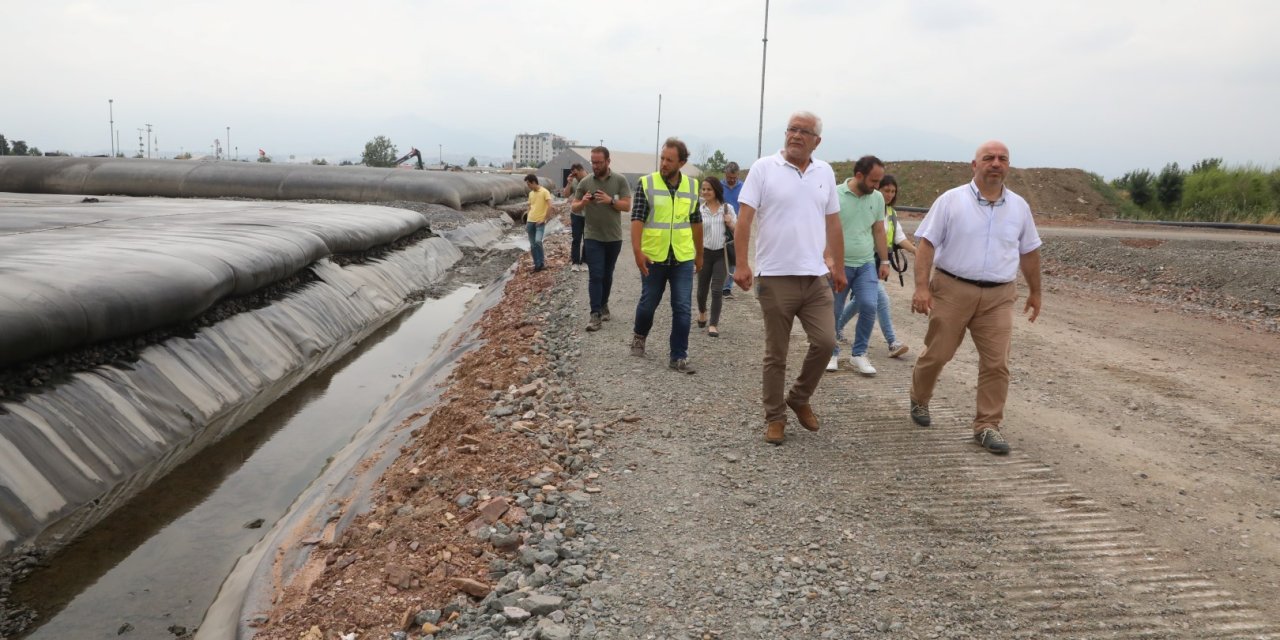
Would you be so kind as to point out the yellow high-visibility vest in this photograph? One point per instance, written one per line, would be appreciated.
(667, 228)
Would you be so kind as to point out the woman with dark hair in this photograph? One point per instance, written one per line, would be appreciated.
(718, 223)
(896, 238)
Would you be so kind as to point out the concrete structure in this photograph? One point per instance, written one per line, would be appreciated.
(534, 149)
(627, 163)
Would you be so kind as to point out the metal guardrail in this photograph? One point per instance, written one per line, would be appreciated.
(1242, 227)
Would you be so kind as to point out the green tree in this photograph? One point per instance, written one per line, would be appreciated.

* * *

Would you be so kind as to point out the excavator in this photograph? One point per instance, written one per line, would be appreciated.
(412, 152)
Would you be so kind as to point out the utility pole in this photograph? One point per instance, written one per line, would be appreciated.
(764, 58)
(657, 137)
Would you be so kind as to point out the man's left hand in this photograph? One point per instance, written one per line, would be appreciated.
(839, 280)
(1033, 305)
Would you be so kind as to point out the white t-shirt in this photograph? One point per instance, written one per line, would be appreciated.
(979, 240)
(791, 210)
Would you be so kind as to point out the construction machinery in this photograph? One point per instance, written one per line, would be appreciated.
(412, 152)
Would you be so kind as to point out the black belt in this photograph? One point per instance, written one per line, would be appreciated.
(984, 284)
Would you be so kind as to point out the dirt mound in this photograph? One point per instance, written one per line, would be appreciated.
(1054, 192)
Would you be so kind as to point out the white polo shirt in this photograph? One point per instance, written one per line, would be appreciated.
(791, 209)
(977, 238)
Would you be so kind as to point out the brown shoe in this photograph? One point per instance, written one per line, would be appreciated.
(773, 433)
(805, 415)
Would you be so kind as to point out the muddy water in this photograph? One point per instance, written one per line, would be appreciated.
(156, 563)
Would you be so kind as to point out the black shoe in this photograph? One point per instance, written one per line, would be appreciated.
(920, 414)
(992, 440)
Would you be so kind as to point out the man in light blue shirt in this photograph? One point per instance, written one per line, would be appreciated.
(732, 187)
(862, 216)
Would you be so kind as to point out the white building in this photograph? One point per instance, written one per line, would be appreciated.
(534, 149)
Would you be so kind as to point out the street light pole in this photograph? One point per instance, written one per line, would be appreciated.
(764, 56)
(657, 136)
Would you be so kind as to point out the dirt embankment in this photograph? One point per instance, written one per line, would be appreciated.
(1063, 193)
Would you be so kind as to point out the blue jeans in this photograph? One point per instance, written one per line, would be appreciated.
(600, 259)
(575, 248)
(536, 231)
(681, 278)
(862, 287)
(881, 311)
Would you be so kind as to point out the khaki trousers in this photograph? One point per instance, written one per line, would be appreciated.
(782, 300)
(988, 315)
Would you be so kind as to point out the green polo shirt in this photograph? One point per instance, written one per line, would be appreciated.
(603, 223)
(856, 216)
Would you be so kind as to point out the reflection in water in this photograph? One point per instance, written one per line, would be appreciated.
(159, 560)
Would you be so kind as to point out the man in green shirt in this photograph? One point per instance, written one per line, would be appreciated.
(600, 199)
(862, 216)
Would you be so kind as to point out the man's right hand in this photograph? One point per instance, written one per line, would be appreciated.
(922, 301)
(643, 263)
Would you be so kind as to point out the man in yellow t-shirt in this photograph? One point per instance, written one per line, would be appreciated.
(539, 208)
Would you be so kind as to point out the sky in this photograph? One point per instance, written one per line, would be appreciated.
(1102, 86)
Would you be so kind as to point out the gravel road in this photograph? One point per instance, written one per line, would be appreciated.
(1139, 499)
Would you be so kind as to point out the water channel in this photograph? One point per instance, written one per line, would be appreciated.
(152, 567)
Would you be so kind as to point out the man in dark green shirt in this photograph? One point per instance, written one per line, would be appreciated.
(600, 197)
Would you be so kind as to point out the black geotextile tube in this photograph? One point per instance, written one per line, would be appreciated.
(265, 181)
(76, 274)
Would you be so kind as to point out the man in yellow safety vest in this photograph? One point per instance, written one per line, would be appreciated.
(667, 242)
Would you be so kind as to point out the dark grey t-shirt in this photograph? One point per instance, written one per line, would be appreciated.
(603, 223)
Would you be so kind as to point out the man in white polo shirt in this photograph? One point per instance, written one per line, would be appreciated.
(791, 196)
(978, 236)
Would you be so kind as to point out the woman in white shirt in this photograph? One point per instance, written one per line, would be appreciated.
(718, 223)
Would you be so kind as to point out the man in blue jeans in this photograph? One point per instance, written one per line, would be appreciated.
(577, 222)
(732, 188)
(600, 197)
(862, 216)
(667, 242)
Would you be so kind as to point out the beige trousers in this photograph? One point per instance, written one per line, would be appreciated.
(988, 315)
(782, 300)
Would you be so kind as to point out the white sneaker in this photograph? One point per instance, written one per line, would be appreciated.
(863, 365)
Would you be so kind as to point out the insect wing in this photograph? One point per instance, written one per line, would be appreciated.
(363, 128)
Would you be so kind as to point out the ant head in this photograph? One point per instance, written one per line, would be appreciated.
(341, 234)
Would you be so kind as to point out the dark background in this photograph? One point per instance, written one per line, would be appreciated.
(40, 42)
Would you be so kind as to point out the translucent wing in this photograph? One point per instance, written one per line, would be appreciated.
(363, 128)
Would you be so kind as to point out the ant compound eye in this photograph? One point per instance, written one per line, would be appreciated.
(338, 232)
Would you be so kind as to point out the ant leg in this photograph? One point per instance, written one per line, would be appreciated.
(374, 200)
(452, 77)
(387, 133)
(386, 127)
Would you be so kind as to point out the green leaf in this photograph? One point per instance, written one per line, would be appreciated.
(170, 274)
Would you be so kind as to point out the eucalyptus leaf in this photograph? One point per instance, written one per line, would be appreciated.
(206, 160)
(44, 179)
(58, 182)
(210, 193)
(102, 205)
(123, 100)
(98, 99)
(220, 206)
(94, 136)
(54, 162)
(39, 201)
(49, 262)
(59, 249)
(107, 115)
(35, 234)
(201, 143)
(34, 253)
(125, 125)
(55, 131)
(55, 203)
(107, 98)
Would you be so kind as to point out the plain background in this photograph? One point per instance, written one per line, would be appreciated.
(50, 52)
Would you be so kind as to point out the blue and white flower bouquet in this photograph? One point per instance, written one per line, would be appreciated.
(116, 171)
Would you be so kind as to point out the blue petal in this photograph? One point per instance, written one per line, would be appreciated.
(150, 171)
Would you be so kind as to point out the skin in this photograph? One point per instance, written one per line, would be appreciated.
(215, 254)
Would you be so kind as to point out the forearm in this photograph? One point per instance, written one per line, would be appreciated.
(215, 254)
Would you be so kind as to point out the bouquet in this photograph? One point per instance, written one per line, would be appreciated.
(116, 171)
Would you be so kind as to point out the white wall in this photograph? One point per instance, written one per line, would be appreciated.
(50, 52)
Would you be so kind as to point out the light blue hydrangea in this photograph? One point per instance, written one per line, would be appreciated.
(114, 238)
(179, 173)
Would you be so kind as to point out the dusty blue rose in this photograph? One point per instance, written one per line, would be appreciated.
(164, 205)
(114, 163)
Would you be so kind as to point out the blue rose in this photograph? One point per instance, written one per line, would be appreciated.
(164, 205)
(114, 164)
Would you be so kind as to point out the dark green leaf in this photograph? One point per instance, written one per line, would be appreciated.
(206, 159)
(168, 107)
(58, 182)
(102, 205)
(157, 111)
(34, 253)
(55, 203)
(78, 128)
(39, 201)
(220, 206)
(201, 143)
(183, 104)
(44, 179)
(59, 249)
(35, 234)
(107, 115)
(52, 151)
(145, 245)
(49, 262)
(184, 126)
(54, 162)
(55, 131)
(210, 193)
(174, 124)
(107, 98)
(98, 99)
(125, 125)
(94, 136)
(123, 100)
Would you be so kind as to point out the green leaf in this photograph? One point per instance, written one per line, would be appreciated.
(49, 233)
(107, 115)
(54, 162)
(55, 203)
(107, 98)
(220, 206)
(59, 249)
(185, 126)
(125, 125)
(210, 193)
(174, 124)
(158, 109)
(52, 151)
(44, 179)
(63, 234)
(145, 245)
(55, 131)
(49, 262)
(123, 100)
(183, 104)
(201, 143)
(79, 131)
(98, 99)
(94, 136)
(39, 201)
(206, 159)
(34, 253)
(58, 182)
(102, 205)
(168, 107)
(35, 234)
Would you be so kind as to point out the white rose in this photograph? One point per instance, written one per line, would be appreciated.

▸ **TO BE DONE**: Please edit the entries from the line with "Would you be so kind as to point out the metal" to the line with "the green tree" by swapping "metal guardrail" for "steel guardrail", and give back only those lines with nothing else altered.

▸ **ANSWER TO THE EXERCISE**:
Would you be so kind as to point out the steel guardrail in this photograph? One point per instance, written one per line, would be appreciated.
(1242, 227)
Would you be so kind as to point out the green tree in this photograph? One point per instance, written one per line, would be appreciated.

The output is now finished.